Text extract
Files

Ruvector-Scipix Integration Tests

Comprehensive integration test suite for the scipix OCR system.

Test Structure

Integration Tests (integration/)

  1. pipeline_tests.rs (9,284 bytes)

    • Full pipeline tests: Image → Preprocess → OCR → Output
    • Multiple input formats (PNG, JPEG, WebP)
    • Multiple output formats (LaTeX, MathML, HTML, ASCII)
    • Error propagation and timeout handling
    • Batch processing and caching
  2. api_tests.rs (2,100 bytes)

    • POST /v3/text with file upload
    • POST /v3/text with base64
    • POST /v3/text with URL
    • Rate limiting behavior
    • Authentication validation
    • Error response formats
    • Concurrent request handling
  3. cli_tests.rs (6,226 bytes)

    • ocr command with file
    • batch command with directory
    • serve command startup
    • config command
    • Exit codes and error handling
    • Output format options
  4. cache_tests.rs (10,907 bytes)

    • Cache hit/miss behavior
    • Similarity-based lookup
    • Cache eviction policies
    • Persistence across restarts
    • TTL expiration
    • Concurrent cache access
  5. accuracy_tests.rs (11,864 bytes)

    • Im2latex-100k sample subset
    • CER (Character Error Rate) calculation
    • WER (Word Error Rate) calculation
    • BLEU score measurement
    • Regression detection
    • Confidence calibration
  6. performance_tests.rs (10,638 bytes)

    • Latency within bounds (<100ms)
    • Memory usage limits
    • Memory leak detection
    • Throughput targets
    • Latency percentiles (P50, P95, P99)
    • Concurrent throughput

Common Utilities (common/)

  1. server.rs (6,700 bytes)

    • TestServer setup and teardown
    • Configuration management
    • Mock server implementation
    • Process management
  2. images.rs (4,000 bytes)

    • Test image generation
    • Equation rendering
    • Fraction and symbol generation
    • Noise and variation injection
  3. latex.rs (5,900 bytes)

    • LaTeX normalization
    • Expression comparison
    • Similarity calculation
    • Command extraction
    • Syntax validation
  4. metrics.rs (6,000 bytes)

    • CER calculation
    • WER calculation
    • BLEU score
    • Precision/Recall/F1
    • Levenshtein distance

Running Tests

Run All Integration Tests

cargo test --test '*' --all-features

Run Specific Test Suite

# Pipeline tests
cargo test --test integration::pipeline_tests

# API tests
cargo test --test integration::api_tests

# CLI tests
cargo test --test integration::cli_tests

# Cache tests
cargo test --test integration::cache_tests

# Accuracy tests
cargo test --test integration::accuracy_tests

# Performance tests
cargo test --test integration::performance_tests

Run with Logging

RUST_LOG=debug cargo test --test '*' -- --nocapture

Run Specific Test

cargo test test_pipeline_png_to_latex

Test Dependencies

Add to Cargo.toml:

[dev-dependencies]
tokio = { version = "1", features = ["full"] }
tokio-test = "0.4"

Data extract
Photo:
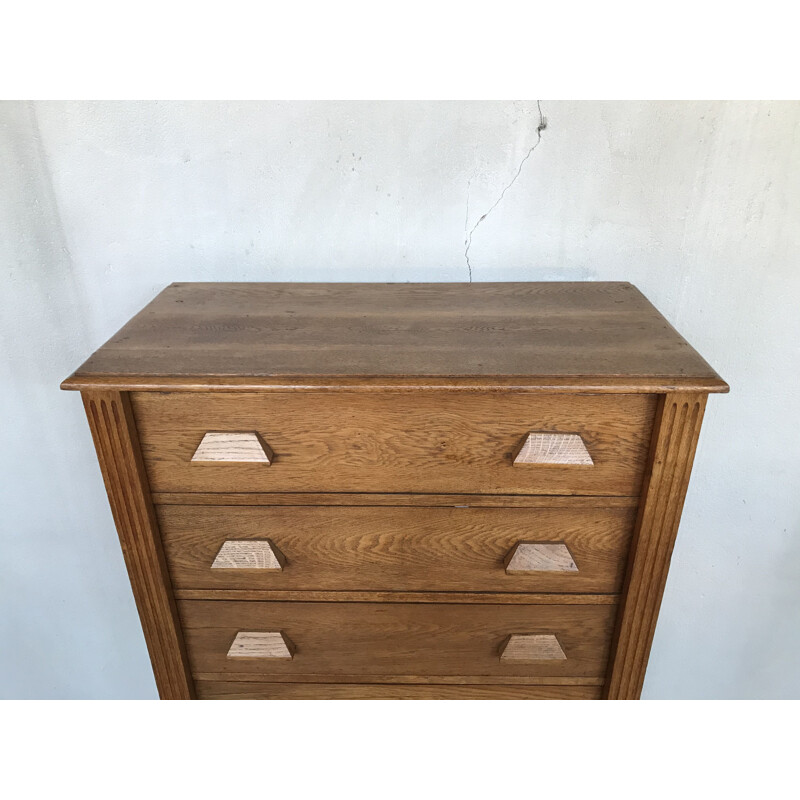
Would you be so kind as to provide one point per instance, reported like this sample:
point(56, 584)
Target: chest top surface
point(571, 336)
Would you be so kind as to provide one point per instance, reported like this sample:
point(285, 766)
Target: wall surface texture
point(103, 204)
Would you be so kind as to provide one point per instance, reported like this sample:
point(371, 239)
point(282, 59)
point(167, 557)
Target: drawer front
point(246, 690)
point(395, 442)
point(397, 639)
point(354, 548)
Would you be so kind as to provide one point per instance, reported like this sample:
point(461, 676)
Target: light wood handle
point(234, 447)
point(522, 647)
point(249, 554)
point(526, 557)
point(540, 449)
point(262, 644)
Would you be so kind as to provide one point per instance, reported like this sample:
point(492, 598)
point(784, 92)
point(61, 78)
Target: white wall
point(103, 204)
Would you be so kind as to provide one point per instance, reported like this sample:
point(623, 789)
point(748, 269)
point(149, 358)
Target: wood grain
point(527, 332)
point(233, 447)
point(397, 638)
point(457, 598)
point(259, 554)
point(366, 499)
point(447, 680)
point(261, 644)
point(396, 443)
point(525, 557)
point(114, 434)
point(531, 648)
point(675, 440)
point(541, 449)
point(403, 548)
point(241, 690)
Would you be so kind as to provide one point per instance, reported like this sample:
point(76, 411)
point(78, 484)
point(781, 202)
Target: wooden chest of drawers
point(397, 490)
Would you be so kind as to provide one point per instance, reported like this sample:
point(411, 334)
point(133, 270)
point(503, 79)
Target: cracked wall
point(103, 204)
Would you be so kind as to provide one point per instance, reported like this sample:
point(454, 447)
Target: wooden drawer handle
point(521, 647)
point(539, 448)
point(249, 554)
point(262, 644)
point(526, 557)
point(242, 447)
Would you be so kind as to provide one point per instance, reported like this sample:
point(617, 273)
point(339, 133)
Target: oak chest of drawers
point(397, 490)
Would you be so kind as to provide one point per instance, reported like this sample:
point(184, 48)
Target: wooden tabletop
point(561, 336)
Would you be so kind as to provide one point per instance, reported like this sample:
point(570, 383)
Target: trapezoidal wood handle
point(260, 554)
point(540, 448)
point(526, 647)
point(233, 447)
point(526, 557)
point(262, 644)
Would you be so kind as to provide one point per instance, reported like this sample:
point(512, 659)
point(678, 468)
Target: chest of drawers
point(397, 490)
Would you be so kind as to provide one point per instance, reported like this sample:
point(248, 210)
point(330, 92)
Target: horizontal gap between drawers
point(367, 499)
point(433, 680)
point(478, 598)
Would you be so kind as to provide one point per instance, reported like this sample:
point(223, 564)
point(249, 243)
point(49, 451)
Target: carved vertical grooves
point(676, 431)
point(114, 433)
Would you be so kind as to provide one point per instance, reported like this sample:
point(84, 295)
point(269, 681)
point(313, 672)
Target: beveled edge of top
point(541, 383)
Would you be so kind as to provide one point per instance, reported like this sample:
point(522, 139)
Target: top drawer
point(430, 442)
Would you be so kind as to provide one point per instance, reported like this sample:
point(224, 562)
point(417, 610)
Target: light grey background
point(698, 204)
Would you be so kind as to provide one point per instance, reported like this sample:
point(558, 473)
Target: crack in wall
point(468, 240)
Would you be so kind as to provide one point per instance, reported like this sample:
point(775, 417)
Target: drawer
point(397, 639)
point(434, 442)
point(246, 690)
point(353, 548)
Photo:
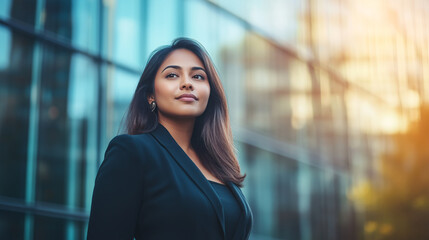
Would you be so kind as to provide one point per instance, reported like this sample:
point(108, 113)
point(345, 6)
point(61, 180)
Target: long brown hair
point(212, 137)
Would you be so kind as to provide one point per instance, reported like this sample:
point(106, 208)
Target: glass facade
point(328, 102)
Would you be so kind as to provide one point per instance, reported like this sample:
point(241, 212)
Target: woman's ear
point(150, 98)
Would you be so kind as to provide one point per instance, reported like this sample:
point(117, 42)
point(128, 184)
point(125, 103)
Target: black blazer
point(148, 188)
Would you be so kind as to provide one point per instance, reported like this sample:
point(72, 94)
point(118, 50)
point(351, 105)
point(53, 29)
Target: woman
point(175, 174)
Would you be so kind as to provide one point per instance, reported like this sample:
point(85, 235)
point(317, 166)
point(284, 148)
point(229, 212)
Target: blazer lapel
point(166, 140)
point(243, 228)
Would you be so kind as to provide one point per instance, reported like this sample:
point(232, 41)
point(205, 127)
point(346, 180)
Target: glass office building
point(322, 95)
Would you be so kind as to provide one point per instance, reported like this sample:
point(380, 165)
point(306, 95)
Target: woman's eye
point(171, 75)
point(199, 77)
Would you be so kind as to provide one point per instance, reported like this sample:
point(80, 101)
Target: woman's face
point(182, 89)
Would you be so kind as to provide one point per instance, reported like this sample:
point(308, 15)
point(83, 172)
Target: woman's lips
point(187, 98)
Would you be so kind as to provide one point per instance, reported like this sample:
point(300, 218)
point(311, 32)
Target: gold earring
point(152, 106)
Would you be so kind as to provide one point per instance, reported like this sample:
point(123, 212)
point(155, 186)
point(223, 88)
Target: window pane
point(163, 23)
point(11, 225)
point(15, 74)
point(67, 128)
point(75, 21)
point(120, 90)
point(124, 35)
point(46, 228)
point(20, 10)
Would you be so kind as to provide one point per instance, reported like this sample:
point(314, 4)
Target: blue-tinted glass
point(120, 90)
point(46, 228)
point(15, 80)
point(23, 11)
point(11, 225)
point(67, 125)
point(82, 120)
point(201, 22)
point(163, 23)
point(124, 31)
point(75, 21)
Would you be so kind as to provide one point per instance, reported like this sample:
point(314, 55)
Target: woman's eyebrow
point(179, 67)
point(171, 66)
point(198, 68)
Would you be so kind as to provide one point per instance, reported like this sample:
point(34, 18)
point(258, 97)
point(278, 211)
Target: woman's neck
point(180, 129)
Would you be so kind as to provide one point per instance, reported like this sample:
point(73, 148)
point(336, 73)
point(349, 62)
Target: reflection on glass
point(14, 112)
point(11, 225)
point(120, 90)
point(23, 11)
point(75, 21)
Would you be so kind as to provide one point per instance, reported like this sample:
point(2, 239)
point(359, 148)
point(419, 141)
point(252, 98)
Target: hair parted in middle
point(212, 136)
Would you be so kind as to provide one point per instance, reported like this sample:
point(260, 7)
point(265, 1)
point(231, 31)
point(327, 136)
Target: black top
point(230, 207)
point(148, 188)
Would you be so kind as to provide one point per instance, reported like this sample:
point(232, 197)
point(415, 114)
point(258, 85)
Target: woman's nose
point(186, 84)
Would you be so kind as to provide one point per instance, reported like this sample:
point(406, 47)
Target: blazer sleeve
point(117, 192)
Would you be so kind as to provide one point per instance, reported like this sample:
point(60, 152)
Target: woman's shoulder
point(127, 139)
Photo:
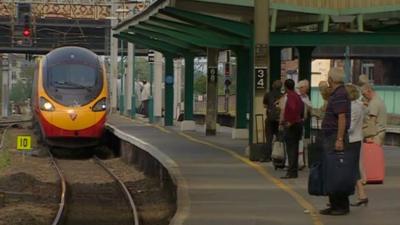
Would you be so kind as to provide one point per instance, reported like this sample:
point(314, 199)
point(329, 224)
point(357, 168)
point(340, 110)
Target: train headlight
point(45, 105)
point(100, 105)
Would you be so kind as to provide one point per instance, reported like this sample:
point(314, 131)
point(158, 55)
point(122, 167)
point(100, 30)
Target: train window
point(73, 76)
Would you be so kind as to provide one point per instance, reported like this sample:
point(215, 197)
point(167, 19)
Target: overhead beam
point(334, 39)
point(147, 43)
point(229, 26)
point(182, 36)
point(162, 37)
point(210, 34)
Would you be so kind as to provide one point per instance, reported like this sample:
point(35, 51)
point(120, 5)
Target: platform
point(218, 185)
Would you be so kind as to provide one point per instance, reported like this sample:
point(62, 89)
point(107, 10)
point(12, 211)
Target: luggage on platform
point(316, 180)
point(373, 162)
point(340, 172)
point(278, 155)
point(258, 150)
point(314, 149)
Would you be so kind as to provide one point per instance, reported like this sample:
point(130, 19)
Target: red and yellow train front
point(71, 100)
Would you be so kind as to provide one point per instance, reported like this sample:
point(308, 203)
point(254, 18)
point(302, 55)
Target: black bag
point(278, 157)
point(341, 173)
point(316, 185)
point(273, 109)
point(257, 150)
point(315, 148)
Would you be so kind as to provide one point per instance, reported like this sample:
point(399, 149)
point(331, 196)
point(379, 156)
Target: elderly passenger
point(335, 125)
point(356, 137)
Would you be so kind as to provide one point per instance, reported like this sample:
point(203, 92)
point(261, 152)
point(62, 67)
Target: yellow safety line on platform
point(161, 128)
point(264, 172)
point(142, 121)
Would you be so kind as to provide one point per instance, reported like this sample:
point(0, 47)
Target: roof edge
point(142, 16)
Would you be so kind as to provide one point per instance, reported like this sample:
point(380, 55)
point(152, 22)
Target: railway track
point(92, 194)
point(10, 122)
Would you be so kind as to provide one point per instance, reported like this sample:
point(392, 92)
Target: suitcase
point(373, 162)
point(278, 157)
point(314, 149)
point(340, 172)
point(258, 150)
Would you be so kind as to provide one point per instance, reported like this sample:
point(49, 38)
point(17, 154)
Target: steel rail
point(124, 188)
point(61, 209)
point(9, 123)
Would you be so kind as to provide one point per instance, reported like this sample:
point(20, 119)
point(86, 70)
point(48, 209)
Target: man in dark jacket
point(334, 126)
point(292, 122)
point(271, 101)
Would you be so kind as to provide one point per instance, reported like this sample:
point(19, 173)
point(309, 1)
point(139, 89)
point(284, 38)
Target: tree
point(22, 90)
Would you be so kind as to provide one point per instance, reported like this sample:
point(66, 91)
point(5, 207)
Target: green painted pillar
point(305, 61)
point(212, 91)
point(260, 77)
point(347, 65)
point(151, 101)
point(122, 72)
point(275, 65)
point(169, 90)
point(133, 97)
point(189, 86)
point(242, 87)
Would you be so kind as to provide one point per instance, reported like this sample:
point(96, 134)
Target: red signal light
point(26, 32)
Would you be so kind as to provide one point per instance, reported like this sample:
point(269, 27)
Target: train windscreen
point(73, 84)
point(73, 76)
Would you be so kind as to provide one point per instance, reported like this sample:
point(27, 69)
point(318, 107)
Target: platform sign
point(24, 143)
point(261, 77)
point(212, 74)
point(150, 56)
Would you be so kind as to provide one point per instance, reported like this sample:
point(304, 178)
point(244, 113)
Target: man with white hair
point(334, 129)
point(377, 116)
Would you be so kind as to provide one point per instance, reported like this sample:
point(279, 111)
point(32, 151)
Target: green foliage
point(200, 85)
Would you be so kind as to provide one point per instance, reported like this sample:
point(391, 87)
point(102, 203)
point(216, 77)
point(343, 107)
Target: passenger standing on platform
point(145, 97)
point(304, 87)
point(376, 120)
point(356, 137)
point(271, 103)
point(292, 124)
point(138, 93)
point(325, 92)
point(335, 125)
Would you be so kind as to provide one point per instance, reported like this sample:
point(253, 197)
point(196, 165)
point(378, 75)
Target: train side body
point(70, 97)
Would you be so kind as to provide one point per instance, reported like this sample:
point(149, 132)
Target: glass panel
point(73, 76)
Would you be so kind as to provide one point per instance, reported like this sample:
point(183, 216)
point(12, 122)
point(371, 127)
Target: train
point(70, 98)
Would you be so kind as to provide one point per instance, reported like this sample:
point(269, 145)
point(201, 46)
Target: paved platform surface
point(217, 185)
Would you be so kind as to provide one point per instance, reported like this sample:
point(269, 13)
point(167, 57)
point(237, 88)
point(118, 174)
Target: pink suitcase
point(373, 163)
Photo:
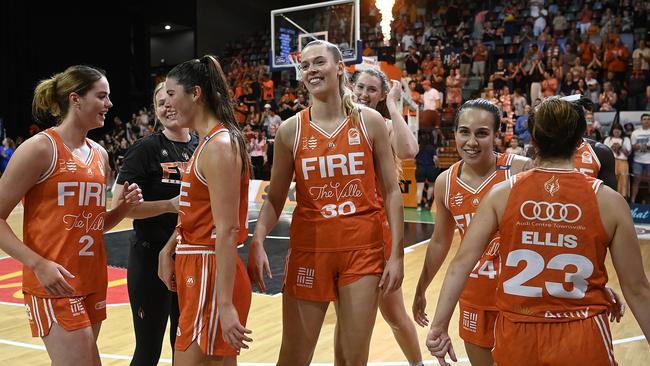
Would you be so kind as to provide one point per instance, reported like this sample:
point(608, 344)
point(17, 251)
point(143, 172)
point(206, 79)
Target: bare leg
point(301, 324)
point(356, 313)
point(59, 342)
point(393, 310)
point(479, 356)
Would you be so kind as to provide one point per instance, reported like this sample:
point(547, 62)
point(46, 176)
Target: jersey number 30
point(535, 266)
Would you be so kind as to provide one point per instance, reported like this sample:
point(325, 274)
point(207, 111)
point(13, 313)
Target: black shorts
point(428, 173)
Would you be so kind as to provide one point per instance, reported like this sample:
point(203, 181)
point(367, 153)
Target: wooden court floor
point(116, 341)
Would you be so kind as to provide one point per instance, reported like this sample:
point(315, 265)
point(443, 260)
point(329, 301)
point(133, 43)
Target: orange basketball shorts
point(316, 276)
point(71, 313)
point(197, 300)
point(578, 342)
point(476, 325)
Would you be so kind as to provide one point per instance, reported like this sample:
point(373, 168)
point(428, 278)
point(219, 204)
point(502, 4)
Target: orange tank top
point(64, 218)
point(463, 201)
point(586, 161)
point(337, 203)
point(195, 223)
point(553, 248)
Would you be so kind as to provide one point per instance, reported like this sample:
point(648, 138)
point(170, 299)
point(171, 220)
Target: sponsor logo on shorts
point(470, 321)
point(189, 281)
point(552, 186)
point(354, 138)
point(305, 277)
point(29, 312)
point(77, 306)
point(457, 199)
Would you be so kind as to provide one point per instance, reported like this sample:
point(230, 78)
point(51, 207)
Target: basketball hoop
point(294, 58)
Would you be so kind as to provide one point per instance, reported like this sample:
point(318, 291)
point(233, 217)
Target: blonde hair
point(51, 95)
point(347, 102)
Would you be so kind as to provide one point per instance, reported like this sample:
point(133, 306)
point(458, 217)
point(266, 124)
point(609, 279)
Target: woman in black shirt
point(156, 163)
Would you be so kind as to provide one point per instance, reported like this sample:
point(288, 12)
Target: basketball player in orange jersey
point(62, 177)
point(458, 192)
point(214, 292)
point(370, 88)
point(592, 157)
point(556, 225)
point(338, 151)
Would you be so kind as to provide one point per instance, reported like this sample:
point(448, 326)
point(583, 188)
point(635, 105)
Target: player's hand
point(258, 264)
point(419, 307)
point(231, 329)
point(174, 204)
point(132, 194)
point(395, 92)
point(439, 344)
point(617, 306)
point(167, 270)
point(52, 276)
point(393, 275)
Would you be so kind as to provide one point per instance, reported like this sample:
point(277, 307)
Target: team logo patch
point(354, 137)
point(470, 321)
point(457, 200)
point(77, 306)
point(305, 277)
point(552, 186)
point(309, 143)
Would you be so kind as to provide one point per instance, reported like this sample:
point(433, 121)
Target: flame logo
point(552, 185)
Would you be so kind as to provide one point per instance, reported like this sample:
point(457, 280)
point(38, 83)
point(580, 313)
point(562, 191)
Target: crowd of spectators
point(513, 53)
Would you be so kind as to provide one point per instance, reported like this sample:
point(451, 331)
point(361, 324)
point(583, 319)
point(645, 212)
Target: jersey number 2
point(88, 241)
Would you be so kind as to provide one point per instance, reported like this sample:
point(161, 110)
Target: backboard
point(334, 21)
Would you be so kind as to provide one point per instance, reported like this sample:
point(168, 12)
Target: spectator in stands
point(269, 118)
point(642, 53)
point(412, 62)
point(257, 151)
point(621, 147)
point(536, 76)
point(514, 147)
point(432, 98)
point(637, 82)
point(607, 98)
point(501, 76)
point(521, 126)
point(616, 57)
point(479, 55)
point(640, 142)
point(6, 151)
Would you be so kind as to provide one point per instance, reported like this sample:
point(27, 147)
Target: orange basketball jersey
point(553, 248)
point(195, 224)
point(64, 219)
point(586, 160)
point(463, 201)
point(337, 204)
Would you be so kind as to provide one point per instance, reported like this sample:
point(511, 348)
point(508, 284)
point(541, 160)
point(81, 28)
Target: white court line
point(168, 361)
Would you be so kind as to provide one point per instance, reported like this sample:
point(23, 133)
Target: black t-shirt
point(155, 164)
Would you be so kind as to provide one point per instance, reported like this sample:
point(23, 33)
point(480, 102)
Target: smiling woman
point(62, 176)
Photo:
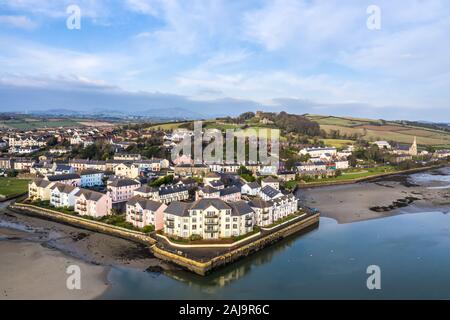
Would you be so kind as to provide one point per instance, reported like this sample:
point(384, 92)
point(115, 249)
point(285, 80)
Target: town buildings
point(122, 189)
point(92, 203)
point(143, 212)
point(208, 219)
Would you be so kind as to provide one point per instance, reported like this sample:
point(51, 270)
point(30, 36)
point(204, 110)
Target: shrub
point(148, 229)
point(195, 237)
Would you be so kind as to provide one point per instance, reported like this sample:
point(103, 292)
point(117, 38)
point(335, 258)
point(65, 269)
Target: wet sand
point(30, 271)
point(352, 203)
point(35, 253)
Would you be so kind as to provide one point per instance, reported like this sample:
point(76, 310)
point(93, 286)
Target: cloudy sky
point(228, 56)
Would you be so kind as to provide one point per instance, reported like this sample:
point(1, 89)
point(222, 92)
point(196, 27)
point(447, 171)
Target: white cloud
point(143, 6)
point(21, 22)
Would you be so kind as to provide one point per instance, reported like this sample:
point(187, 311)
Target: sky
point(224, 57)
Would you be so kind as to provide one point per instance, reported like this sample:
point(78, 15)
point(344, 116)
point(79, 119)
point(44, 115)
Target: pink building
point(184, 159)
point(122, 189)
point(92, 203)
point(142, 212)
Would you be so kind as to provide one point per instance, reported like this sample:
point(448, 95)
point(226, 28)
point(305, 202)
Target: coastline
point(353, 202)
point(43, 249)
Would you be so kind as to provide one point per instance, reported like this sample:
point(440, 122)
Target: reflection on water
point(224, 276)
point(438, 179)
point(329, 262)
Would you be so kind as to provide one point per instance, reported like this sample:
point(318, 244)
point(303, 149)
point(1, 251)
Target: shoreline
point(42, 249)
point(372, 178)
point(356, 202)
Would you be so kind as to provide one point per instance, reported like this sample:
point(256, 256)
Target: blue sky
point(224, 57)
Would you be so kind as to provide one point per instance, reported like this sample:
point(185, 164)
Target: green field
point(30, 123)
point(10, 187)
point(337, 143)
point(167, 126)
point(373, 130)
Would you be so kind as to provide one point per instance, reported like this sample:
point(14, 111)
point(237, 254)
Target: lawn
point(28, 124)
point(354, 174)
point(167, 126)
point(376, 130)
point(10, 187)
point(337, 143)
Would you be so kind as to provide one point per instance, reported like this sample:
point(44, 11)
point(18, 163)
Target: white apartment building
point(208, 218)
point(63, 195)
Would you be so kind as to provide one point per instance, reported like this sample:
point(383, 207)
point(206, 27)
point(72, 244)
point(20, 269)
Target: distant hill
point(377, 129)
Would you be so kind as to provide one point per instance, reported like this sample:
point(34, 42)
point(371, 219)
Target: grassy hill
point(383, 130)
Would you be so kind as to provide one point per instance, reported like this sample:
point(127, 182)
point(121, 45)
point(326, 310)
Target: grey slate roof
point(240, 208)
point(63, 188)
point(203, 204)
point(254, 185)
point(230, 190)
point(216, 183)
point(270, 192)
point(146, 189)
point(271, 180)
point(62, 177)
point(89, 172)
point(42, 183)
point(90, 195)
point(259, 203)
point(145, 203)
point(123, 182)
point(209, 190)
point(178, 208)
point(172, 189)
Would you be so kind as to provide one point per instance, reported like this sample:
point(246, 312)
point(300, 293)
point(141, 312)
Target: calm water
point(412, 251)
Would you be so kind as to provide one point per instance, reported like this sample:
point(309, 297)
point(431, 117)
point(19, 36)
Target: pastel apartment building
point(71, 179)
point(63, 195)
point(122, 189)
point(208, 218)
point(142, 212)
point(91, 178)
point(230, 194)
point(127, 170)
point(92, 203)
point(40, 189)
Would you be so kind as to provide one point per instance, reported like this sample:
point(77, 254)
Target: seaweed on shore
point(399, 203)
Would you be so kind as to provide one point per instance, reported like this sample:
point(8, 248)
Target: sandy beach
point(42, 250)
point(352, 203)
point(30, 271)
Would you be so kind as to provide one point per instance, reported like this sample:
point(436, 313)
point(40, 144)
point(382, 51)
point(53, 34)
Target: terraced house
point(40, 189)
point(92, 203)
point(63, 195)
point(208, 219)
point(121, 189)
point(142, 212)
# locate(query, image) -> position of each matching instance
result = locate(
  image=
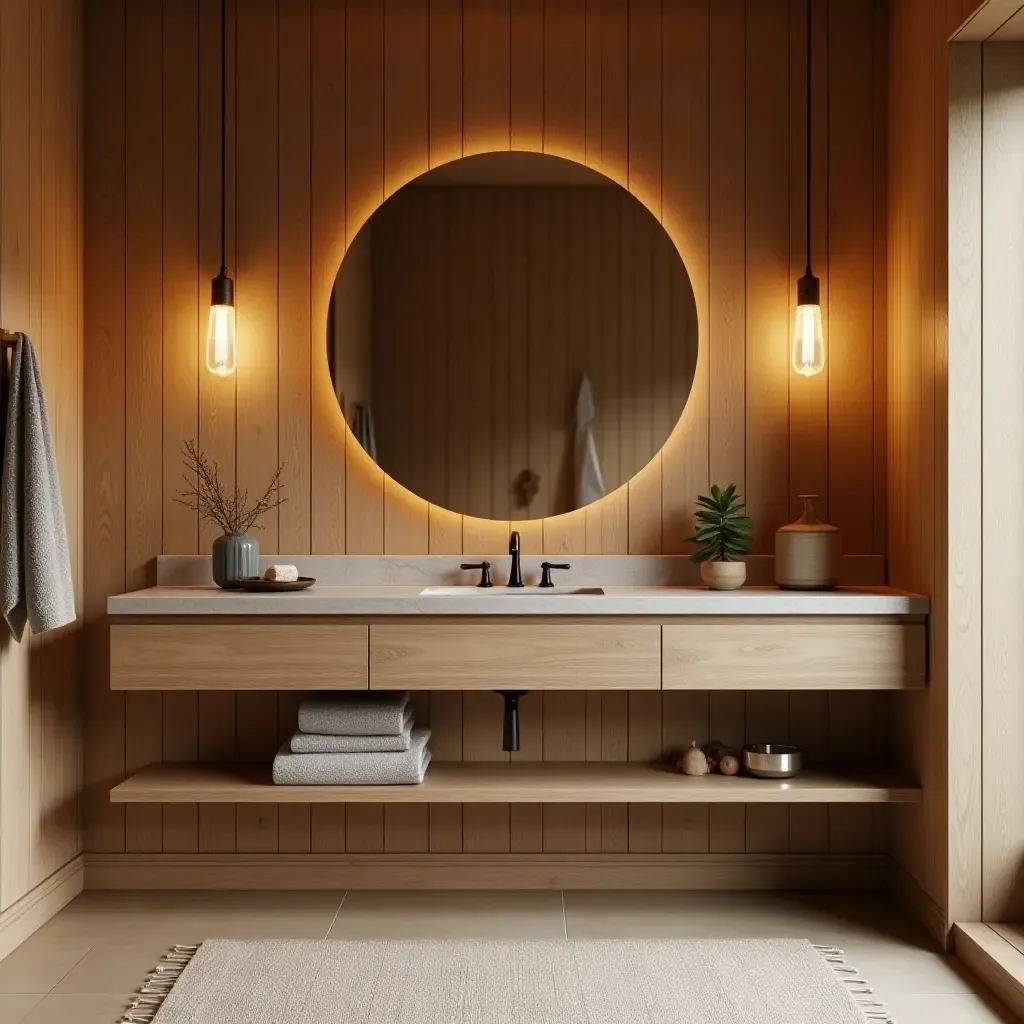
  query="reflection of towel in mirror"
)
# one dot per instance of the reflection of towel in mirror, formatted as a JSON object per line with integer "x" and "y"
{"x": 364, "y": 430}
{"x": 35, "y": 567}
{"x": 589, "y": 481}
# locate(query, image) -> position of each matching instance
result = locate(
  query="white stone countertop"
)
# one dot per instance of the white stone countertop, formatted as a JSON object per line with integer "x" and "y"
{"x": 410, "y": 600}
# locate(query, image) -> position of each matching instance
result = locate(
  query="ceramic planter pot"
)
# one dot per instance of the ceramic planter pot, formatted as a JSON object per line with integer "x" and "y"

Exercise instructions
A: Write out the scipix test suite overview again, everything from "Integration Tests (integration/)" down to "api_tests.rs (2,100 bytes)", swapping "WebP" for "GIF".
B: Carry on the scipix integration test overview from the point at which it stops.

Solved tasks
A:
Integration Tests (integration/)

  1. pipeline_tests.rs (9,284 bytes)

    • Full pipeline tests: Image → Preprocess → OCR → Output
    • Multiple input formats (PNG, JPEG, GIF)
    • Multiple output formats (LaTeX, MathML, HTML, ASCII)
    • Error propagation and timeout handling
    • Batch processing and caching
  2. api_tests.rs (2,100 bytes)

B:
reqwest = { version = "0.11", features = ["json", "multipart"] }
assert_cmd = "2.0"
predicates = "3.0"
serde_json = "1.0"
image = "0.24"
imageproc = "0.23"
rusttype = "0.9"
rand = "0.8"
futures = "0.3"
base64 = "0.21"
env_logger = "0.10"

Test Data

Test images are generated programmatically or stored in:

  • /tmp/scipix_test/ - Generated test images
  • /tmp/scipix_cache/ - Cache testing
  • /tmp/scipix_results/ - Test results

Metrics and Thresholds

Accuracy

  • Average CER: <0.03
  • Average BLEU: >80.0
  • Fraction accuracy: >85%
  • Symbol accuracy: >80%

Performance

  • Simple equation latency: <100ms
  • P50 latency: <100ms
  • P95 latency: <200ms
  • P99 latency: <500ms
  • Throughput: >5 images/second
  • Concurrent throughput: >10 req/second

Memory

  • Memory increase: <100MB after 100 images
  • Memory leak rate: <1KB/iteration
  • Cold start time: <5 seconds

Test Coverage

Total lines of test code: 2,473+

  • Integration tests: ~1,500 lines
  • Common utilities: ~900 lines
  • Test infrastructure: ~100 lines

Target coverage: 80%+ for integration tests

CI/CD Integration

These tests are designed to run in:

  • GitHub Actions
  • GitLab CI
  • Jenkins
  • Local development

See .github/workflows/test.yml for CI configuration.

Troubleshooting

Tests Failing

  1. Ensure test dependencies are installed
  2. Check if test server can start on port 18080
  3. Verify test data directories are writable
  4. Check model files are accessible

Performance Tests Failing

  • Performance tests may be environment-dependent
  • Adjust thresholds in test configuration if needed
  • Run on dedicated test machines for consistent results

Memory Tests Failing

  • Memory tests require stable baseline
  • Close other applications during testing
  • Use --test-threads=1 for serial execution

Contributing

When adding new integration tests:

  1. Follow existing test structure
  2. Add descriptive test names
  3. Include error messages in assertions
  4. Update this README with new tests
  5. Ensure tests are deterministic and isolated

License

Same as ruvector-scipix project.